> _Extracted entries_:
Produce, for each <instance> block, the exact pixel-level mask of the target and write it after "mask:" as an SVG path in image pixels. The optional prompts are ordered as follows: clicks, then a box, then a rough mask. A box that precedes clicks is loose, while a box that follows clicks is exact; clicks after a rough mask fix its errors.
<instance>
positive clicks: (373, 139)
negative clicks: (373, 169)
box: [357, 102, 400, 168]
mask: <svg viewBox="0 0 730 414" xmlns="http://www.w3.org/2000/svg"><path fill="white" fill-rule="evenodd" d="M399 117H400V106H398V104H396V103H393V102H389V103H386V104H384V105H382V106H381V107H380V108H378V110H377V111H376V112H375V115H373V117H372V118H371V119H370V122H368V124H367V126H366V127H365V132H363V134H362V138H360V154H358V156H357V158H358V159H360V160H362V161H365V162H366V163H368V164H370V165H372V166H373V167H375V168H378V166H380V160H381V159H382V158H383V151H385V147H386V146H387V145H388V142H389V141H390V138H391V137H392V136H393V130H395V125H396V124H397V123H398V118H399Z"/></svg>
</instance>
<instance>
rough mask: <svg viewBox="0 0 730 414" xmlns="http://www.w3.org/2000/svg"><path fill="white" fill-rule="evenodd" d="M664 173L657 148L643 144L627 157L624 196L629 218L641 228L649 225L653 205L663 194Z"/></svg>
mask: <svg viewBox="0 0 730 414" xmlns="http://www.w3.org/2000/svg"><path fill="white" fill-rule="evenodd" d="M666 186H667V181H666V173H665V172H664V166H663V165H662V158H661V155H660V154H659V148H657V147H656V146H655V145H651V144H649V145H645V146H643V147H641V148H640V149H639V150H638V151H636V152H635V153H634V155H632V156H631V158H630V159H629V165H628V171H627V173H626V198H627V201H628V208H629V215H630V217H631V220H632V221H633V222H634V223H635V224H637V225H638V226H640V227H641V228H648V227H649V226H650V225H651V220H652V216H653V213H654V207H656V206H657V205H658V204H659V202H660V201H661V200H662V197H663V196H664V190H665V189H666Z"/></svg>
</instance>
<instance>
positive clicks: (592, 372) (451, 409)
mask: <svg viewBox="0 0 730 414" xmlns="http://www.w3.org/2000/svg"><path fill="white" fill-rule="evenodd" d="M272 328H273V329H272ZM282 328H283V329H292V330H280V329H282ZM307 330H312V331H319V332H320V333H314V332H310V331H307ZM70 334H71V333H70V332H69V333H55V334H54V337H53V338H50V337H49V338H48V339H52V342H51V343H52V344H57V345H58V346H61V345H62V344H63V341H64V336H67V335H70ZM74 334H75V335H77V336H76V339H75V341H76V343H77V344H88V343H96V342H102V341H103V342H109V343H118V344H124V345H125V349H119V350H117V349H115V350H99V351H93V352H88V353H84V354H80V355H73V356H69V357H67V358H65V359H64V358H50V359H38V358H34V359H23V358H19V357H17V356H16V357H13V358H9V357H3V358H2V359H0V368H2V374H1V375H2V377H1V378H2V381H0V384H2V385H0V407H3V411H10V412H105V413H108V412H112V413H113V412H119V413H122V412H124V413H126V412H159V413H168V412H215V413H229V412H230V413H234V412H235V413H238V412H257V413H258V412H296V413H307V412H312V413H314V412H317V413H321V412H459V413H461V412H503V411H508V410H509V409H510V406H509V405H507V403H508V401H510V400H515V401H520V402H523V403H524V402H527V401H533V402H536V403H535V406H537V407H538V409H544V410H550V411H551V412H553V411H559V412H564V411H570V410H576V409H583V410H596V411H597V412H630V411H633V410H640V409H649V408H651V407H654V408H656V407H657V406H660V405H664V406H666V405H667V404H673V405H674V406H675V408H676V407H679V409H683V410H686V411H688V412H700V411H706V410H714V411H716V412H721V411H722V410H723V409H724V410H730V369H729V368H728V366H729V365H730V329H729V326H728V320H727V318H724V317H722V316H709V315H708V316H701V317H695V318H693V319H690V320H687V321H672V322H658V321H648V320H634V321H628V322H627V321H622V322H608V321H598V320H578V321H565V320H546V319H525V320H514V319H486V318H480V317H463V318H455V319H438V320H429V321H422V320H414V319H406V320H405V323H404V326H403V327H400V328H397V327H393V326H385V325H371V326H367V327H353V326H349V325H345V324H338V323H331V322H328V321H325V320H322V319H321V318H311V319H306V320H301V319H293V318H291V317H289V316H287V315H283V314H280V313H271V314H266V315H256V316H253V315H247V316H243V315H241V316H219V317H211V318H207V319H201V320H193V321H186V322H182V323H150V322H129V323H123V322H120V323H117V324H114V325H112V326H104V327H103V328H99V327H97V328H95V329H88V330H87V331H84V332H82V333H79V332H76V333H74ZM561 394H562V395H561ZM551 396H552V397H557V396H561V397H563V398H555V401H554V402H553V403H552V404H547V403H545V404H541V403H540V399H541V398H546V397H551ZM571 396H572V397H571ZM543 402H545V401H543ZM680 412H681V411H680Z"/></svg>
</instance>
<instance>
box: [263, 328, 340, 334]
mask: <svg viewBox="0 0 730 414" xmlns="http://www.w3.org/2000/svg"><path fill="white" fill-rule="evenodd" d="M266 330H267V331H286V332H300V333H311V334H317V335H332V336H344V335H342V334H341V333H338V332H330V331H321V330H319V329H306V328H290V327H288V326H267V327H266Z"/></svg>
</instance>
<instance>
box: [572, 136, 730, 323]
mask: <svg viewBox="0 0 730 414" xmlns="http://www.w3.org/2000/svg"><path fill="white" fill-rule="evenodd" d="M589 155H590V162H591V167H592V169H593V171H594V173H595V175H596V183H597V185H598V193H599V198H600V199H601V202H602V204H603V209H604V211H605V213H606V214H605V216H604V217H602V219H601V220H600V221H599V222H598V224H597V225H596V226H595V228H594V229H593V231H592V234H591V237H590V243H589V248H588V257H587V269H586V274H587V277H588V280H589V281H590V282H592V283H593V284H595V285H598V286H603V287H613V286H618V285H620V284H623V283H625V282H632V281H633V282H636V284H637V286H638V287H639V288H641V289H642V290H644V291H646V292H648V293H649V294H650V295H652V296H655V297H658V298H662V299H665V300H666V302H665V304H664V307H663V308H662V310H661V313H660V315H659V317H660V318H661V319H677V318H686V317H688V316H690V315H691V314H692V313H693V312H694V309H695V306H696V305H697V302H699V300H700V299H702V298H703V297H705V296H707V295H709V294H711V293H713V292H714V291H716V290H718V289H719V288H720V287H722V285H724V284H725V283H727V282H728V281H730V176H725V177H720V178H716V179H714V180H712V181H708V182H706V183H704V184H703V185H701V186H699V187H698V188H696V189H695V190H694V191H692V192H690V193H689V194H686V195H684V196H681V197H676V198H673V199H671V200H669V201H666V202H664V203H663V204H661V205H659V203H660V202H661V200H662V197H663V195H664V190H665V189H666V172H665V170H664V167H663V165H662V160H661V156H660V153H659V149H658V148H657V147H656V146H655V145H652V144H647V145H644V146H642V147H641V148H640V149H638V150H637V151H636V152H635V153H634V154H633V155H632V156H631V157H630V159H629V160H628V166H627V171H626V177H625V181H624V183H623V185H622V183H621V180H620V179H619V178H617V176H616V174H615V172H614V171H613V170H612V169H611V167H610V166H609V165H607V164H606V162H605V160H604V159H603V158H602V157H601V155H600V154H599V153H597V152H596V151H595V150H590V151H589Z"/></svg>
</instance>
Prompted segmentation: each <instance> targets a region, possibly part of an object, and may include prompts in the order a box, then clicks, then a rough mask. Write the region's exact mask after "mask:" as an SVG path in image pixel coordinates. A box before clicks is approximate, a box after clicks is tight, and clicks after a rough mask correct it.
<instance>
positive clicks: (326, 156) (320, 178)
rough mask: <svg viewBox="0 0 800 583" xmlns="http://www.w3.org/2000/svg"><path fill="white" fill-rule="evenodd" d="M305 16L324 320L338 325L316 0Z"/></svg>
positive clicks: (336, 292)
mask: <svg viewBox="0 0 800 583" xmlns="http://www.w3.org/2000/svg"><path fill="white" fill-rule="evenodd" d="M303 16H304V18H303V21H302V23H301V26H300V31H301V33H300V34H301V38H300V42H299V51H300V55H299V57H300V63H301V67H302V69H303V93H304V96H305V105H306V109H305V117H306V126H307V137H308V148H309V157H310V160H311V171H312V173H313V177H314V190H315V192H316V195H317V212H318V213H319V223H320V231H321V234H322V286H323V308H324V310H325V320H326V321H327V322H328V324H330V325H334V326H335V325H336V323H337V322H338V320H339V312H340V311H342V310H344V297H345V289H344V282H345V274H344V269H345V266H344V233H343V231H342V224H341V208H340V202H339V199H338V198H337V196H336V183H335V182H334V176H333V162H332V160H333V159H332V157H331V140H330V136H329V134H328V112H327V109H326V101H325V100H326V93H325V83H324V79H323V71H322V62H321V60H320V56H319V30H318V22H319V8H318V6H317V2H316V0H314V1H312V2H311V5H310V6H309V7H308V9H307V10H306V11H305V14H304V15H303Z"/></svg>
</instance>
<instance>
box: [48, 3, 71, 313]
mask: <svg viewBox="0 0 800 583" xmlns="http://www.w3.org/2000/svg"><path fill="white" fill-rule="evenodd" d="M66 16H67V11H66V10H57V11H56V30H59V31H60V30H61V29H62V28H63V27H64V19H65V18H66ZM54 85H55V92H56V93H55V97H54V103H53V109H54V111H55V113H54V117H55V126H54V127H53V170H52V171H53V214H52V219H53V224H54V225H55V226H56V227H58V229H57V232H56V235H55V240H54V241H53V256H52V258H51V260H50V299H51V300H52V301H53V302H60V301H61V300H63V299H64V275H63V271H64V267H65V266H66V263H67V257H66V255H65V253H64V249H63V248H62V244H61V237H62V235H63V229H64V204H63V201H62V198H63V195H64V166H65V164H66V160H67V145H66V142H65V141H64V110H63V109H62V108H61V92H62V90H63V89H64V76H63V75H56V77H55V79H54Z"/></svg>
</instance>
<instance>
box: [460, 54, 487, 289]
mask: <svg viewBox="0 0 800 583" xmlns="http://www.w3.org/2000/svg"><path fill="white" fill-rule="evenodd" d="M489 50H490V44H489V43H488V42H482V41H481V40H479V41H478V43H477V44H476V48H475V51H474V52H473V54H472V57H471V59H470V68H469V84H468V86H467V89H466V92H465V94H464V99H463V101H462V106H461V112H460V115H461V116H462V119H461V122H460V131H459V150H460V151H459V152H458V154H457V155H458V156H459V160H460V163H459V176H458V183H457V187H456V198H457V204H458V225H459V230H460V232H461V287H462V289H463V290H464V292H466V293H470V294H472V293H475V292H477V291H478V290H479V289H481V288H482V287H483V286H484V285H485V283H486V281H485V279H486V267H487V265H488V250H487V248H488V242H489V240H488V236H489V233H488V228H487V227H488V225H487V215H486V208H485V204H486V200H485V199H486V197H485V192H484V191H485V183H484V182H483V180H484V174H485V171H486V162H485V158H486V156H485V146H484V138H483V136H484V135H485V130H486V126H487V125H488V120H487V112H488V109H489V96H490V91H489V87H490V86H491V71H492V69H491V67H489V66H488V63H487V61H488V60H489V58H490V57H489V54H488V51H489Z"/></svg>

> _Work to be completed_: Restate the entries above word for word, beginning with their first line and ending with the line holding "negative clicks: (373, 169)"; omit everything else.

> _Result of this exercise_:
Produce, for each <instance> block, the exact pixel-level mask of the target and write it after "mask:" as an SVG path in image pixels. The optional prompts are ordered as follows: clicks, then a box, then a rough mask. A box that precedes clicks is loose, while a box that follows clicks is exact; clicks after a rough mask fix its errors.
<instance>
positive clicks: (373, 139)
negative clicks: (373, 169)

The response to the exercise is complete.